PASSAGE FOR REVIEW.
******

Of the 65 questions, 51% (or 33 questions) were answered “fully correct” by GPT-4, which performed better on questions related to basic medical knowledge but fell short on questions that involved interpreting complex lab results or explaining FDA regulations. In addition, some of its answers were not accurate or tailored to specific clinical consultation questions or the hospital setting. For example, the bot failed to distinguish alcoholic hepatitis from other types of hepatitis when given a panel of liver enzyme results. Likewise, when we asked the bot whether FDA-approved, high-sensitivity troponin point-of-care testing devices (used to detect blood levels of the protein troponin) exist in the U.S. market, the bot said “yes” and even provided examples that came across, to an unknowing eye, as accurate and convincing. In reality, these devices do not exist in the U.S. market, and the bot provided false information and examples — or what the AI industry refers to as “hallucinations.”

AI-based bots are powerful tools with the potential to provide faster responses to routine clinical laboratory questions — and help in other ways, too. But as the technology stands, clinicians cannot rely upon the information chatbots provide and must stay vigilant of their risks.

******

(Records excerpted from a collection)
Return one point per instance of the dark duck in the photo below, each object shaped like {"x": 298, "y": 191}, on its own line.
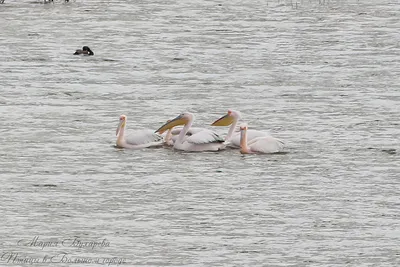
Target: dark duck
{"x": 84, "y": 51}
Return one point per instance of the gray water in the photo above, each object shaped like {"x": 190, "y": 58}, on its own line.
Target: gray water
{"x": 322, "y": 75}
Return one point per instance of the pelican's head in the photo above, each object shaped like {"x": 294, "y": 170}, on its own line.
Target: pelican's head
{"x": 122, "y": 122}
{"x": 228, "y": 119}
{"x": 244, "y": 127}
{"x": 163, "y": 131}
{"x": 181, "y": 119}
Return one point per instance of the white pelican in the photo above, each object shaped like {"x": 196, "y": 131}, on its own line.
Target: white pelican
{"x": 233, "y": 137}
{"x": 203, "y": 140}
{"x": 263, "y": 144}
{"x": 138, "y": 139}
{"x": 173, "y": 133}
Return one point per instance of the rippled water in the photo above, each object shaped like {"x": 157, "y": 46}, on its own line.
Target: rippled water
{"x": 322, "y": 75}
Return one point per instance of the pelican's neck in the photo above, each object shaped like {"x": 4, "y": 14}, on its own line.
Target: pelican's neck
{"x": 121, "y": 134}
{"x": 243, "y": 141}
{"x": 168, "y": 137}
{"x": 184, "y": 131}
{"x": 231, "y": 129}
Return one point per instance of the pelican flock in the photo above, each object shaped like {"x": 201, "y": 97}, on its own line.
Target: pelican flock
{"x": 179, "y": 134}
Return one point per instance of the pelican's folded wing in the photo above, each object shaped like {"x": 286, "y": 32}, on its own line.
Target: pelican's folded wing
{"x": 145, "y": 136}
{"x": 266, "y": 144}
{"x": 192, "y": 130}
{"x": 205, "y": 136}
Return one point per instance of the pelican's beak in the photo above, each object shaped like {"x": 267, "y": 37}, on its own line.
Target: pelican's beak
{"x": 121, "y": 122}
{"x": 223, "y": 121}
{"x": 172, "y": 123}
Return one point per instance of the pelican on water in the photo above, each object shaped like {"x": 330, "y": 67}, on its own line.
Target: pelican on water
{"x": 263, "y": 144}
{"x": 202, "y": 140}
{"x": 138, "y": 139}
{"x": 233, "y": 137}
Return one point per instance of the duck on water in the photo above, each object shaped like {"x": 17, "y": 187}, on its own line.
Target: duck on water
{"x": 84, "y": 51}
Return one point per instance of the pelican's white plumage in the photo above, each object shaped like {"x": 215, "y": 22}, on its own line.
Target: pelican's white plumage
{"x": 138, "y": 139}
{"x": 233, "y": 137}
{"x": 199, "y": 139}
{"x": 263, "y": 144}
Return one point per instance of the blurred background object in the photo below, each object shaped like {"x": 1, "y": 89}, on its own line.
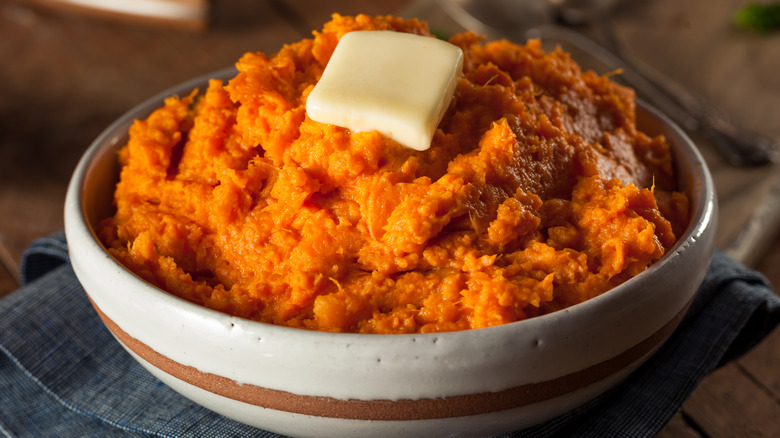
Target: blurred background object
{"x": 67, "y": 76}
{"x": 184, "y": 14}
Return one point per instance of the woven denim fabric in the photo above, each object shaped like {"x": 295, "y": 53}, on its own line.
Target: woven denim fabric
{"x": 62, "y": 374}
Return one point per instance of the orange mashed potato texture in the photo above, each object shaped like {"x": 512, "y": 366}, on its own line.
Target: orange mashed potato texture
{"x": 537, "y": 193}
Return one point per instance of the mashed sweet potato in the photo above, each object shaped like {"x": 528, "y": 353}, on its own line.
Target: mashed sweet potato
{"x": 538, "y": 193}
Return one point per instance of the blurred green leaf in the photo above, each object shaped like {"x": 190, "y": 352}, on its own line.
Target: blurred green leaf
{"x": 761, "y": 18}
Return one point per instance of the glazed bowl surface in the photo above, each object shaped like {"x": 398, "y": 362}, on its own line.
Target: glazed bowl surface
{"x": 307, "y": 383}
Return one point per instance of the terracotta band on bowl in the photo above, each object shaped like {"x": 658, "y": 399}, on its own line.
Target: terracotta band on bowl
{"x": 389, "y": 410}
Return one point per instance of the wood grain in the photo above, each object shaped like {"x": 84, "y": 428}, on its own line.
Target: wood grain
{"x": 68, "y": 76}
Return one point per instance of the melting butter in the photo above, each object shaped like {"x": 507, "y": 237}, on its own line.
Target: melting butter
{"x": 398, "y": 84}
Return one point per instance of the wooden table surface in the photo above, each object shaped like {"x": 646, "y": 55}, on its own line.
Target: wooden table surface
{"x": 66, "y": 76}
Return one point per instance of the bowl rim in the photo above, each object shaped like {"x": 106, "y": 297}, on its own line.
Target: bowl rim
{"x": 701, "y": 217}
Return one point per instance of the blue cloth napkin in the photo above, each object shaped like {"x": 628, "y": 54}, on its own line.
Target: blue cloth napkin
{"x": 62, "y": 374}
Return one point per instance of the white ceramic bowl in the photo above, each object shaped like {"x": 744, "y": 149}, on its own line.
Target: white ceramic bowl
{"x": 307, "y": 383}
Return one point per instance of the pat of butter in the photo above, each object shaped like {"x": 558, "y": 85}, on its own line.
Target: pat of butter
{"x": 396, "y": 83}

******

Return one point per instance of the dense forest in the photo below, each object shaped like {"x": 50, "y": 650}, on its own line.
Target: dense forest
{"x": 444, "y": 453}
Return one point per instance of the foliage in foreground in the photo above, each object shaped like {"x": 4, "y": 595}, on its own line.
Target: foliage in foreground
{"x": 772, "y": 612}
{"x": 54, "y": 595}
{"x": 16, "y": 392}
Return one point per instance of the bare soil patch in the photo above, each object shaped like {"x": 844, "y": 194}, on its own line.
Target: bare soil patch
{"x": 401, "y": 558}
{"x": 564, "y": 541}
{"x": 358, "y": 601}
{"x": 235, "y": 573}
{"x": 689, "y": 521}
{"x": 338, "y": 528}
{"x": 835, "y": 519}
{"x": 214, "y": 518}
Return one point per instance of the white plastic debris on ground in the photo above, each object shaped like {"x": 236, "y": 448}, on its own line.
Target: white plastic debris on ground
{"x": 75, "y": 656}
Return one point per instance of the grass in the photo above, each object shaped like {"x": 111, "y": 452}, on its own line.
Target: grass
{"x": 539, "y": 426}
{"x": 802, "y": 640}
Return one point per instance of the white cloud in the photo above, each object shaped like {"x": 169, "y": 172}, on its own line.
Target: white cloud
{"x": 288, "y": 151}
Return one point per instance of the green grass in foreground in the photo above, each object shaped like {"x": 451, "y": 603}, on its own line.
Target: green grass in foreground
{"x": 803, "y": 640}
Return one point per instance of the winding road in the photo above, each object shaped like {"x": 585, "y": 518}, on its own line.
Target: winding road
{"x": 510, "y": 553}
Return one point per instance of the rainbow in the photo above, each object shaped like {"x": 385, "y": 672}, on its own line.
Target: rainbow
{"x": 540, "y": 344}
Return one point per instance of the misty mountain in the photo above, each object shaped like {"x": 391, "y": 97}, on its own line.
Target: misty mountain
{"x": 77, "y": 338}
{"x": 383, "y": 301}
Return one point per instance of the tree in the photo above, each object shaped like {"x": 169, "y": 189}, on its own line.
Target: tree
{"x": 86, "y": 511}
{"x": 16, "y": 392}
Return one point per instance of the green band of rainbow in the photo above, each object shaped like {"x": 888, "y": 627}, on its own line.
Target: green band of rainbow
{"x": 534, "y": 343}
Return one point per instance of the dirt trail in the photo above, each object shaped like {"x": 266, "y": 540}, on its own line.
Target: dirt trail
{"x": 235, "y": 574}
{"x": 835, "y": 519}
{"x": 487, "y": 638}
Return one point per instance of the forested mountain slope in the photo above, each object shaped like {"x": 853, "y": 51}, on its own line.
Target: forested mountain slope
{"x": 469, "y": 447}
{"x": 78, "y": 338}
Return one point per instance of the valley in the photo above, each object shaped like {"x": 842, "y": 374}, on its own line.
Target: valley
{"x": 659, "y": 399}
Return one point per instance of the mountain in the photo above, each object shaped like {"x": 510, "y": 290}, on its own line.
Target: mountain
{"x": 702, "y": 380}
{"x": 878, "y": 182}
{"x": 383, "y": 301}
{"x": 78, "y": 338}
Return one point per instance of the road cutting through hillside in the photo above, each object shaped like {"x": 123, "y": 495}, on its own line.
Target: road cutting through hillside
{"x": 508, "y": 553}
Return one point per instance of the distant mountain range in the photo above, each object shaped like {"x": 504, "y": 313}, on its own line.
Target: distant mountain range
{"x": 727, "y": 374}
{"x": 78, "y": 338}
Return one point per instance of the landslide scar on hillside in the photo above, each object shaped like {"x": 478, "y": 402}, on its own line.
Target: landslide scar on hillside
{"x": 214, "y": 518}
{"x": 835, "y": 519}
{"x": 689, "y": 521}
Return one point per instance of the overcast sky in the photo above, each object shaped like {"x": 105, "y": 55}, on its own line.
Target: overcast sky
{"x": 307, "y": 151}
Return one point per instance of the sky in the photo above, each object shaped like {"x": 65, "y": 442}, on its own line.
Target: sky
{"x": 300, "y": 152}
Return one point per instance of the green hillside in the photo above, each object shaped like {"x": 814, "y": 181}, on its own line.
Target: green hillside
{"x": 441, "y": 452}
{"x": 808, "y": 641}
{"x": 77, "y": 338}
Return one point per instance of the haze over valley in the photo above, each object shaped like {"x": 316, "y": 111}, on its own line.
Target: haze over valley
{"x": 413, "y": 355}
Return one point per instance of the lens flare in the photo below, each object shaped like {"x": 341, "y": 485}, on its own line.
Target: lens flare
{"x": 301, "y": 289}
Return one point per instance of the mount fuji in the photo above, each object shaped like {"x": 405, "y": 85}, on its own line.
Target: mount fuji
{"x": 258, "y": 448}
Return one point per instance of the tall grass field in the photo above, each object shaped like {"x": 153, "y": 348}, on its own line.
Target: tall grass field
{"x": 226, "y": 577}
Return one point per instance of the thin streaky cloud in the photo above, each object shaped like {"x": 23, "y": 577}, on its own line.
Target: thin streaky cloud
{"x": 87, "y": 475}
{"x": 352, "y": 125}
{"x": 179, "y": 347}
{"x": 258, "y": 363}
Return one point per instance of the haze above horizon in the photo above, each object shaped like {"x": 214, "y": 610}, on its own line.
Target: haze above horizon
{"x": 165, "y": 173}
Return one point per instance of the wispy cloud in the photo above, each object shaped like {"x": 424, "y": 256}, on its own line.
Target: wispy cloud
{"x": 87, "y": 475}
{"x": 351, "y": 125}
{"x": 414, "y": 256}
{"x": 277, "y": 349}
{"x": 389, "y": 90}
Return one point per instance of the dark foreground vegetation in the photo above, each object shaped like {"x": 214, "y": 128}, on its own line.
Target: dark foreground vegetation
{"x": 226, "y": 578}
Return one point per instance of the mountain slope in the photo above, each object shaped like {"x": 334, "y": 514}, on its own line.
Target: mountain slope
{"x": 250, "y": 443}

******

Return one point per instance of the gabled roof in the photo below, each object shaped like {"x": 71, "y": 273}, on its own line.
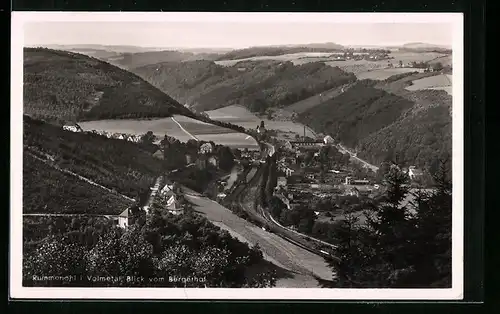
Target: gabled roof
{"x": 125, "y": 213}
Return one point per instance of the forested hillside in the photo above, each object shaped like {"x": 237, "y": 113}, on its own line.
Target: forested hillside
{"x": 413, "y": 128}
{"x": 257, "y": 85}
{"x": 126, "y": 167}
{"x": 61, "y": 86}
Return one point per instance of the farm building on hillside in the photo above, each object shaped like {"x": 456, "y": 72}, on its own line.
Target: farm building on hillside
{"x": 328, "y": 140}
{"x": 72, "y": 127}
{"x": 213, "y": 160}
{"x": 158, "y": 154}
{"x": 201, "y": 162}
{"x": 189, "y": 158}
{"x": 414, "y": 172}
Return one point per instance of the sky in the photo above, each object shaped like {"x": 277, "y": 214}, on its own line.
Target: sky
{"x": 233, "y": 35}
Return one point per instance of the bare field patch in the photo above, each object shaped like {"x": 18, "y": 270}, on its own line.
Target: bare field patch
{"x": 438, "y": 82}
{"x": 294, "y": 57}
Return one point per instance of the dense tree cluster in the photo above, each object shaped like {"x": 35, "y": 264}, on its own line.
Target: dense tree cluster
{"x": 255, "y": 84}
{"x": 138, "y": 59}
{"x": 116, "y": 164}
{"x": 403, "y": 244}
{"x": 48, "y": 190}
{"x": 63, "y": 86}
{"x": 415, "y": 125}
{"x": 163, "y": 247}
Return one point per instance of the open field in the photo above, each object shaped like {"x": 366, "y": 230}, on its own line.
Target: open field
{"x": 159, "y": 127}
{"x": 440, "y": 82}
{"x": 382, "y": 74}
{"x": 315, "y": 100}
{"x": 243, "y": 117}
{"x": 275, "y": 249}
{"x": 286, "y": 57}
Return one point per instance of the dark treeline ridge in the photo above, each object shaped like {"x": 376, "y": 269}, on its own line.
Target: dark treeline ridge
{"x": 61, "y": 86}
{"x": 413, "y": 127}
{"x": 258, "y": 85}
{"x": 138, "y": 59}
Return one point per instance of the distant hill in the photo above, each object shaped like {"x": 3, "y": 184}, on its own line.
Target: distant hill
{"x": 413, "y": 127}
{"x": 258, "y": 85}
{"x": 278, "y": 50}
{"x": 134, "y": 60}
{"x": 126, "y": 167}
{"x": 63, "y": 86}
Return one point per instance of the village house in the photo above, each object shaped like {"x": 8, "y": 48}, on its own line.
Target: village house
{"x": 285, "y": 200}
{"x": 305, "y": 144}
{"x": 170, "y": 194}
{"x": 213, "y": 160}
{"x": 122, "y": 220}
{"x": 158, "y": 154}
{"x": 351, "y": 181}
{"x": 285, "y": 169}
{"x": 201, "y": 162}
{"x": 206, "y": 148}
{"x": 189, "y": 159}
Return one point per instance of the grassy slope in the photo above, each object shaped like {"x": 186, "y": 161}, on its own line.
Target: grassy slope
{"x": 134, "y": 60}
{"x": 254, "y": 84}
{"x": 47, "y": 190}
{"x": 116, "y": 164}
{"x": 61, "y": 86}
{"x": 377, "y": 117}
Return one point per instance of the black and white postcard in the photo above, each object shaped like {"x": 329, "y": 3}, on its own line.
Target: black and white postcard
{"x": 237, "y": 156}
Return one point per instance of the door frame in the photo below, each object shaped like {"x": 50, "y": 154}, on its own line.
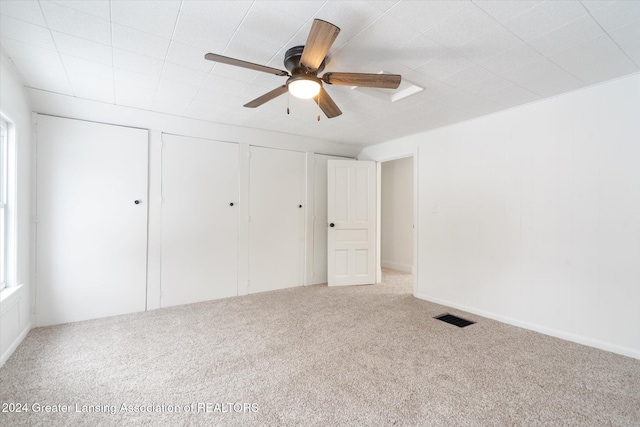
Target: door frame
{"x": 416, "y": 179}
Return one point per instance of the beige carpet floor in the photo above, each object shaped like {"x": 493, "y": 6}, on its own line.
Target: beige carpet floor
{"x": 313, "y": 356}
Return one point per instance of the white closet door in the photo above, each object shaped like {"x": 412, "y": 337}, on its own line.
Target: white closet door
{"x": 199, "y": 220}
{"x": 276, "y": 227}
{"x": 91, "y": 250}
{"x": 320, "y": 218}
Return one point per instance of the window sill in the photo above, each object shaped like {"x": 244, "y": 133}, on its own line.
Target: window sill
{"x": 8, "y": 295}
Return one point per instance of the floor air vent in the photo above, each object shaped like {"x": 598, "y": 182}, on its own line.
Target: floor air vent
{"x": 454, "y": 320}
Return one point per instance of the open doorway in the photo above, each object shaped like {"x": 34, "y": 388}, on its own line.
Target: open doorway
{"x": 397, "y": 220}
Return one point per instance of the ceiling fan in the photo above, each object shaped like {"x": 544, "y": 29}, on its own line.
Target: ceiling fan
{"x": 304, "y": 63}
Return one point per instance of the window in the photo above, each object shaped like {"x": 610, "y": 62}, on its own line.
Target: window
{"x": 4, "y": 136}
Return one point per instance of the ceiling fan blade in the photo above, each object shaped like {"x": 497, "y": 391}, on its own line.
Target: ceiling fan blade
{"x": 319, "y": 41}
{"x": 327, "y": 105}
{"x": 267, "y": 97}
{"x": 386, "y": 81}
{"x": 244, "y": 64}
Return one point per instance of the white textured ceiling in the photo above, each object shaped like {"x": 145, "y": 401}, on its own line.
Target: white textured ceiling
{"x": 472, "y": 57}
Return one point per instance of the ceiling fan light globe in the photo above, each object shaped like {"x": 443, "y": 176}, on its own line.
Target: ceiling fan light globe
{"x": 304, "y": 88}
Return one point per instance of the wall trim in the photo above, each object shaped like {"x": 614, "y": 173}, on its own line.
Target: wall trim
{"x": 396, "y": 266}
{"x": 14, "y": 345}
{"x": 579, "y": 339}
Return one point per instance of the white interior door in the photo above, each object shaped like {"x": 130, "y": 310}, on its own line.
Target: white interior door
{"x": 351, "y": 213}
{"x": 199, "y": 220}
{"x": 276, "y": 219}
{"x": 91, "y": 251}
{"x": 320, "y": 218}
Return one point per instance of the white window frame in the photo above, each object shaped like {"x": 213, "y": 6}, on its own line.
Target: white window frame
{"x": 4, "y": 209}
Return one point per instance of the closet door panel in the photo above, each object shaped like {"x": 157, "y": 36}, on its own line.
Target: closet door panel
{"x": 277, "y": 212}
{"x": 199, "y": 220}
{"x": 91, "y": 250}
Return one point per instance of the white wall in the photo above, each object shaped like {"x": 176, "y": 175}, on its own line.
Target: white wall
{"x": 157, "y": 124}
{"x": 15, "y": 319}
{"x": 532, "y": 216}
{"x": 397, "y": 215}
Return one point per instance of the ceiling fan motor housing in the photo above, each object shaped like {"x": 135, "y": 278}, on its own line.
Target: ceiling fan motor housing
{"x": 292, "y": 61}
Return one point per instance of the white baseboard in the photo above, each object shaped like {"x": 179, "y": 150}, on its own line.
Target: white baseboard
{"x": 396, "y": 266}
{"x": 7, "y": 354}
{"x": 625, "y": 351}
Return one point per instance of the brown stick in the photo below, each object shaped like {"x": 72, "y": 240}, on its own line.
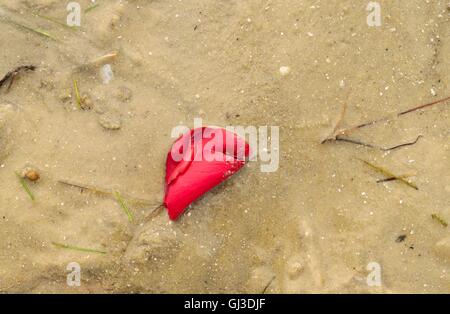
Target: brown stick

******

WHAT THIS EXERCISE ASKS.
1. Print the section of the passage on GPT-4 and clinical lab questions starting at "AI-based bots are" and ending at "of their risks.".
2. List every word or phrase that the passage on GPT-4 and clinical lab questions sets in quotation marks.
3. Pick up the passage on GPT-4 and clinical lab questions at its last sentence and continue writing it.

EXPECTED OUTPUTS.
1.
AI-based bots are powerful tools with the potential to provide faster responses to routine clinical laboratory questions — and help in other ways, too. But as the technology stands, clinicians cannot rely upon the information chatbots provide and must stay vigilant of their risks.

2.
fully correct
yes
hallucinations

3.
Dr. Curtis Cole

Dr. Curtis Cole, M.D. ’94

Vice President and Chief Global Information Officer, Cornell University  
Frances and John L. Loeb Associate Professor of Libraries and Information Technology  
Associate Professor of Clinical Medicine  
Associate Professor of Clinical Population Health Sciences

Across medicine, health systems already use chatbots for administrative tasks like scheduling appointments and finding physicians. Yet more intricate tasks, like refilling a prescription or answering a medical question, involve complexities that have made chatbots unsuitable — until now.

New and improved chatbots can help clinical care in a variety of ways. Bots are ideal, for instance, in situations where patients feel timid or embarrassed. Patients often want their doctors to know something they would rather tell a computer than speak out loud. In addition, they’re ideal for breaking down language barriers and can patiently and clearly communicate at the right level of detail. Chatbots can also convey empathy — that’s why some teenagers consider their bot their best friend.

Yet when it comes to matters of health, sickness, life and death, chatbots warrant concern and caution. “AI is engineering without physics,” someone once told me. Just as a child can use blocks to build a tower that stands until it topples, a clinician can use an AI-based bot that provides accurate information until — poof, out of nowhere — it fabricates a fact or figure. Chatbots give a false sense of assurance, and it’s difficult to predict when they’re going to fail. 

“Bots are ideal in situations where patients feel timid or embarrassed. In addition, they’re ideal for breaking down language barriers.”

Dr. Curtis Cole (M.D. ’94)

There’s also the doctor-patient relationship to consider. Increasingly, doctors must find ways to work efficiently, and this can decrease time with patients. Will this be another technology that boosts efficiency but harms the doctor-patient relationship? Most efficiencies result in doctors seeing more patients, instead of having more time with patients.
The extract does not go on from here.